Items listed in a dataset:
══════════
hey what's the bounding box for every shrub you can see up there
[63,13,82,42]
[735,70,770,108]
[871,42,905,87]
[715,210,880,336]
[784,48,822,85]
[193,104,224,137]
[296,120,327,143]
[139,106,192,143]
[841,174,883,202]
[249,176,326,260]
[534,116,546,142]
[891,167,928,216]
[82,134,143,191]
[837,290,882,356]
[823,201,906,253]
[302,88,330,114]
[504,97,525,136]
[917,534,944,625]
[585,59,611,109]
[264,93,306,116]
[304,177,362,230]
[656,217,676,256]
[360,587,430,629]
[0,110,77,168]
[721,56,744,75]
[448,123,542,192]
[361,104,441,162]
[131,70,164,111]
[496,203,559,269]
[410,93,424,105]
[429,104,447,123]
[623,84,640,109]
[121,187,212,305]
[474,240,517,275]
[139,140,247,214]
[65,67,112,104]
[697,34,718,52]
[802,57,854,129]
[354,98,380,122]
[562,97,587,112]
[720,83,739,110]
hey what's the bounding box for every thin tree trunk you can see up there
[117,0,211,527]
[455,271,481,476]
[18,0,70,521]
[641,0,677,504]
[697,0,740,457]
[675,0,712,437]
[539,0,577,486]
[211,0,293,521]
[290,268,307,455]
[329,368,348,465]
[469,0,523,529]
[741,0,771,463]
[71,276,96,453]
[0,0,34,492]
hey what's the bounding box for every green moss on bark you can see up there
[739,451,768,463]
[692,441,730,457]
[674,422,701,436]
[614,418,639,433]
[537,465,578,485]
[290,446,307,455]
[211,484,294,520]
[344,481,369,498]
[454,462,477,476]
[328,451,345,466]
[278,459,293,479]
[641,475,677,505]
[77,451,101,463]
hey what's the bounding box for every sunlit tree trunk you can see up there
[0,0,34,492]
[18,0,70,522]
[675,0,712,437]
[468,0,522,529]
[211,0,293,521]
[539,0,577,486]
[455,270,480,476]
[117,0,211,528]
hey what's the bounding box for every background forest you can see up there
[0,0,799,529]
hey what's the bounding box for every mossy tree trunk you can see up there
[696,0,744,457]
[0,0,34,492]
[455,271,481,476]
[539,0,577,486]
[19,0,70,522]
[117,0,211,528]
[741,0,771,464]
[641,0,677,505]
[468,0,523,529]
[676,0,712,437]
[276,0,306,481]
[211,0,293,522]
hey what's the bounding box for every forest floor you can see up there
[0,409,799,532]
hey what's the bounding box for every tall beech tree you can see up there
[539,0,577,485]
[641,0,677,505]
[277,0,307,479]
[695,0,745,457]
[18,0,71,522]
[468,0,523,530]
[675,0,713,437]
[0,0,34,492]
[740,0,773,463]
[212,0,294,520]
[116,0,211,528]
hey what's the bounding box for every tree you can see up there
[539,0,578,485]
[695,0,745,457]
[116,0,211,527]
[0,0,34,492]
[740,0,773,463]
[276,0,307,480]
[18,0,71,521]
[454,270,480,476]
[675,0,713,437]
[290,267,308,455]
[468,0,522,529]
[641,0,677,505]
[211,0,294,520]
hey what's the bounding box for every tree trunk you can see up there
══════════
Please retype the entries above in full, exactly as they stand.

RESPONSE TO THE TASK:
hey what's the bounding box for every shrub you can see up there
[63,13,82,42]
[735,70,770,108]
[871,42,905,87]
[715,210,880,336]
[784,48,822,85]
[193,104,224,137]
[296,120,327,143]
[139,106,192,143]
[841,174,883,202]
[249,176,326,260]
[534,116,546,142]
[891,167,928,216]
[82,134,143,191]
[837,290,882,356]
[823,201,906,253]
[302,88,330,114]
[504,97,525,136]
[917,534,944,625]
[585,59,611,109]
[264,93,306,116]
[304,177,362,230]
[656,217,676,256]
[360,587,430,629]
[0,110,77,168]
[721,56,744,75]
[448,123,542,192]
[361,104,441,162]
[131,70,164,111]
[496,203,559,269]
[410,93,424,105]
[429,104,447,123]
[623,84,640,109]
[121,187,212,305]
[474,240,517,275]
[139,140,247,214]
[65,67,112,104]
[697,34,718,52]
[802,57,854,129]
[354,98,380,122]
[562,97,587,112]
[720,83,739,110]
hey what's the bounding box for every thin tree trunk you can see up there
[117,0,211,527]
[455,271,481,476]
[18,0,70,521]
[641,0,677,504]
[697,0,740,457]
[675,0,712,437]
[539,0,577,486]
[211,0,293,521]
[290,268,307,455]
[329,368,348,465]
[469,0,523,529]
[741,0,771,463]
[71,276,96,453]
[0,0,34,492]
hey what's the bounding box for every green moss on bark you can see up there
[739,451,768,463]
[692,441,730,457]
[674,422,701,436]
[614,418,639,433]
[537,465,578,485]
[290,446,307,455]
[211,484,294,520]
[344,481,369,498]
[454,462,477,476]
[328,451,345,466]
[278,459,293,479]
[641,475,677,505]
[77,451,101,463]
hey what's the bounding box for every sunlit tree trunk you can see up there
[0,0,34,492]
[18,0,70,522]
[675,0,712,437]
[468,0,522,529]
[211,0,293,521]
[539,0,577,486]
[455,270,480,476]
[117,0,211,528]
hey what's the bounding box for every background forest you can see up there
[0,0,799,529]
hey what's the bounding box for every mossy tree trunk you can see up there
[696,0,744,457]
[0,0,34,492]
[455,271,481,476]
[539,0,577,486]
[19,0,70,522]
[117,0,211,528]
[741,0,771,464]
[641,0,677,505]
[468,0,523,529]
[676,0,712,437]
[276,0,306,481]
[211,0,293,522]
hey what's the bounding box for every forest floor you can see up there
[0,409,799,532]
hey what's the bounding box for every tall beech tree you can see up there
[539,0,577,485]
[641,0,677,505]
[277,0,307,479]
[695,0,745,457]
[18,0,71,522]
[468,0,523,530]
[675,0,713,437]
[0,0,34,492]
[740,0,773,463]
[212,0,294,520]
[116,0,211,528]
hey what's the bounding box for every tree you can see up there
[539,0,578,485]
[695,0,745,457]
[116,0,211,527]
[0,0,34,492]
[740,0,773,463]
[276,0,307,480]
[18,0,71,521]
[454,270,480,476]
[675,0,713,437]
[290,267,308,455]
[468,0,522,529]
[641,0,677,505]
[211,0,294,520]
hey what's the bounding box for every tree trunk you can see up there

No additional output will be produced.